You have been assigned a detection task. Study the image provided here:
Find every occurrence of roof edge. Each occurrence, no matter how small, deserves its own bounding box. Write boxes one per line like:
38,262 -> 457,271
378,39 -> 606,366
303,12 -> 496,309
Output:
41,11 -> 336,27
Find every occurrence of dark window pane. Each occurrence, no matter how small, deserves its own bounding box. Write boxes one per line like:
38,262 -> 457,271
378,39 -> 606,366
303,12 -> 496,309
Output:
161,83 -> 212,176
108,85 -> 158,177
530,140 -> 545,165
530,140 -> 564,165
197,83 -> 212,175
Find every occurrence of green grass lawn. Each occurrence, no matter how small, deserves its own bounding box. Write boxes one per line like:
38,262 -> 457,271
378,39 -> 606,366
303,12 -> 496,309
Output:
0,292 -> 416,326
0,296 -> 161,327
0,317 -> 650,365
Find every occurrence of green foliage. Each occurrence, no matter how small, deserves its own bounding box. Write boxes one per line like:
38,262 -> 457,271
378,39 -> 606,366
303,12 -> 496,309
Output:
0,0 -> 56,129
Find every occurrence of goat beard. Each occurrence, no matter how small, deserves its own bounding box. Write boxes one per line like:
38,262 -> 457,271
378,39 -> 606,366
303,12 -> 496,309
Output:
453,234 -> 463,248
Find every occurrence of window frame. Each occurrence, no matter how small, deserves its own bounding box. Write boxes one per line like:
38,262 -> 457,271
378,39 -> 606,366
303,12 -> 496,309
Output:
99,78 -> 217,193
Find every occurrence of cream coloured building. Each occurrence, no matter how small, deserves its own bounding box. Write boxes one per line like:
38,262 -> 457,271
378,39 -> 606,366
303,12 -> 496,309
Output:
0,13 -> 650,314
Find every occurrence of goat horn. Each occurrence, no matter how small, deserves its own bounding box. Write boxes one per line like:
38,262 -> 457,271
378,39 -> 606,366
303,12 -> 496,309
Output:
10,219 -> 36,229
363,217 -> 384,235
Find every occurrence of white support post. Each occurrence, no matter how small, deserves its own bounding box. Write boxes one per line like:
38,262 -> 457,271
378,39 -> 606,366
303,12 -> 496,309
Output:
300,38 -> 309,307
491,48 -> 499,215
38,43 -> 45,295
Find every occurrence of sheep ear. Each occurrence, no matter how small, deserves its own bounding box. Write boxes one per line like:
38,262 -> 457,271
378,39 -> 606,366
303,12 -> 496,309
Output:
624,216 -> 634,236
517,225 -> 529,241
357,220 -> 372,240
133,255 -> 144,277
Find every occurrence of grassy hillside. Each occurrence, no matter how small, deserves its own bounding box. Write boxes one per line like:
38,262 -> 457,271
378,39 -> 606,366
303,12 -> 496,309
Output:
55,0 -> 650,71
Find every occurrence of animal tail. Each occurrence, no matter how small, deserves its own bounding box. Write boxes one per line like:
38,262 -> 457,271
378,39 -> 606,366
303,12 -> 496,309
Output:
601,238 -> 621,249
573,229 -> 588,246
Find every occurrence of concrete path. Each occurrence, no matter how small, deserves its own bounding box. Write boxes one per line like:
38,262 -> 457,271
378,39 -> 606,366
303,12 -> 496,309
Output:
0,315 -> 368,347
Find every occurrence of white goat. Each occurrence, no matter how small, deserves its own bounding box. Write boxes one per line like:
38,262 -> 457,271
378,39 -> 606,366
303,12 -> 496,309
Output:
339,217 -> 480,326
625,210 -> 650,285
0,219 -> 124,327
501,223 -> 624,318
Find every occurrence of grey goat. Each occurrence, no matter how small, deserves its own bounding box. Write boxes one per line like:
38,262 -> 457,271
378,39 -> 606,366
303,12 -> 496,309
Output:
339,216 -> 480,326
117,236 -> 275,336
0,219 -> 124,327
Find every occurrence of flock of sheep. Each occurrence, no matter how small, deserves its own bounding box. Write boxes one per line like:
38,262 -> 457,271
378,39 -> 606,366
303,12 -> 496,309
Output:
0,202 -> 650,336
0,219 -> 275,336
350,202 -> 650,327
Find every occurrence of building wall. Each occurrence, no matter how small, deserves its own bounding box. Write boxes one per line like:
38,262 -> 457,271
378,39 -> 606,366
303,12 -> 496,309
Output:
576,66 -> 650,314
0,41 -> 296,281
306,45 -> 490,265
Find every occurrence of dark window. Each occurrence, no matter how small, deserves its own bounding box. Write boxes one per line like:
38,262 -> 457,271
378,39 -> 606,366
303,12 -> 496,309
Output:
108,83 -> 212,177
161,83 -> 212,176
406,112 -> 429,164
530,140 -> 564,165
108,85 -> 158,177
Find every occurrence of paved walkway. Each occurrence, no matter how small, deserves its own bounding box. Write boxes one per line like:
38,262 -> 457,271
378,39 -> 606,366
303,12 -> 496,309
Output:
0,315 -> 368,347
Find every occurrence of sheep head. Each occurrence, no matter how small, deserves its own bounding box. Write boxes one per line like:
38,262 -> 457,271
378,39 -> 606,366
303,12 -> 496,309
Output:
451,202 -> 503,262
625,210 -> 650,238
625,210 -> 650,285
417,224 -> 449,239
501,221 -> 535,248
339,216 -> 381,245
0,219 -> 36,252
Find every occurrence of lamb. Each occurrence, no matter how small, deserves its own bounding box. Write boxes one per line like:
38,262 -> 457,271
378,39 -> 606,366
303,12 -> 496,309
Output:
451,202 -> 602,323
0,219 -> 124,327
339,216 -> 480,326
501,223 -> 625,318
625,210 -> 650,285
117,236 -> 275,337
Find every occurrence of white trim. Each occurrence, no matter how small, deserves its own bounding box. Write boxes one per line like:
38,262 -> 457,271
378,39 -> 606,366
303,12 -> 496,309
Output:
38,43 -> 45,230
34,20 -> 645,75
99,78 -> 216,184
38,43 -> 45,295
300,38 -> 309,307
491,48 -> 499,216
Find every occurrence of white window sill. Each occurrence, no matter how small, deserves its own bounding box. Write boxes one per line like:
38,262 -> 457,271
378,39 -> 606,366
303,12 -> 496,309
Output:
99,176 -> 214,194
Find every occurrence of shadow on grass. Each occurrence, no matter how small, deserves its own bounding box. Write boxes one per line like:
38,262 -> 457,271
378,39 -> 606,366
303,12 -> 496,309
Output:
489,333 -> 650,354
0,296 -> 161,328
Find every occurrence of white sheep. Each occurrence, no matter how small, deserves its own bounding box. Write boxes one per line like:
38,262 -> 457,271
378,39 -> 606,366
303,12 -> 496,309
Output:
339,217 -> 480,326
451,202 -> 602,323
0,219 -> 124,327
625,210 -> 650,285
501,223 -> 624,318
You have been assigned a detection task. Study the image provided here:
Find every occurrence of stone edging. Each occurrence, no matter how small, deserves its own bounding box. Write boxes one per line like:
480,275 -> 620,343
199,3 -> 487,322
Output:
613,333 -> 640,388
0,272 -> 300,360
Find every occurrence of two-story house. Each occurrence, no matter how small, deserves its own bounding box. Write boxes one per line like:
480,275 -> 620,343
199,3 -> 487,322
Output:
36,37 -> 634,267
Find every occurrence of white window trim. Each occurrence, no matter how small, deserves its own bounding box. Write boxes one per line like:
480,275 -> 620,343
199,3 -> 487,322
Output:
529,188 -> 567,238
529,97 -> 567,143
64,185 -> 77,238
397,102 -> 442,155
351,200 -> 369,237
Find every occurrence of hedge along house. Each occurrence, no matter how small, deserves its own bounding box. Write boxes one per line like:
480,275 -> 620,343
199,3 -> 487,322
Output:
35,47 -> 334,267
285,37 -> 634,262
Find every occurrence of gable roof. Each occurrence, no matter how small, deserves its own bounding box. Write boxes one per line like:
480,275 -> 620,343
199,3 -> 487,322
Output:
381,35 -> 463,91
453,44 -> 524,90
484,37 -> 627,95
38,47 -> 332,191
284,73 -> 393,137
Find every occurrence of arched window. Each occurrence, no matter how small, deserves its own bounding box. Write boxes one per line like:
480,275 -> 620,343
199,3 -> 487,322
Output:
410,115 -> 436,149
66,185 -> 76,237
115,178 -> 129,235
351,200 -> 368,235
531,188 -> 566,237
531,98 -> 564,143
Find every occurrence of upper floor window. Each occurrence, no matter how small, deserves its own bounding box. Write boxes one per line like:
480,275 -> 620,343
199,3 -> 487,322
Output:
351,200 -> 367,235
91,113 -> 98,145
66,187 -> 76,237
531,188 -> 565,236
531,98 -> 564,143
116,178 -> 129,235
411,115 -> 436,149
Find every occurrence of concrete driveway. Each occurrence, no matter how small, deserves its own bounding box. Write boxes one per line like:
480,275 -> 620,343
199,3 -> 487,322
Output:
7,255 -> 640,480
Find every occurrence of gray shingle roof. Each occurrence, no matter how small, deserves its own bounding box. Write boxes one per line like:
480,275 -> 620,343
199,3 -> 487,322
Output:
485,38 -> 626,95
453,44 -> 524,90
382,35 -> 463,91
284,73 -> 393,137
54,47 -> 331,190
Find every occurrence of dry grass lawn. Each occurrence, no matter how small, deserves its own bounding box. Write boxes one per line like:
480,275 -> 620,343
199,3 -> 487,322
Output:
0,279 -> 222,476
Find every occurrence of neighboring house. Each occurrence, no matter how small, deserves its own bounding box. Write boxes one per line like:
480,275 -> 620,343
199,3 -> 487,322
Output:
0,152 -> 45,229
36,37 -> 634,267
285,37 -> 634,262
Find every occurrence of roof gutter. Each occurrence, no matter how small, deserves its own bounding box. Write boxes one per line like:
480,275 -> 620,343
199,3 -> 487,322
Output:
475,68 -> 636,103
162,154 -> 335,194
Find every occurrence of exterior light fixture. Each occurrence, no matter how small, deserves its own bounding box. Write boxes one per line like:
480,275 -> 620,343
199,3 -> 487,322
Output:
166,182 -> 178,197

---*---

◆ DIRECTIVE
Render as a Markdown table the lines from the start of the items through the line containing "41,11 -> 336,27", that line included. Use the columns Row and Line, give one line per row, and omit blank lines.

◆ ANSWER IN FULL
| Row | Line |
|---|---|
| 1 | You have been assigned a detection task. Study the image provided here: |
| 2 | Find every occurrence of roof edge. Each occurrence, no matter how small, deserves its own bounding box. Write boxes one per line like: |
| 3 | 38,262 -> 457,271 |
| 4 | 378,39 -> 606,366 |
| 5 | 303,12 -> 496,309 |
| 6 | Output: |
| 7 | 41,11 -> 336,27 |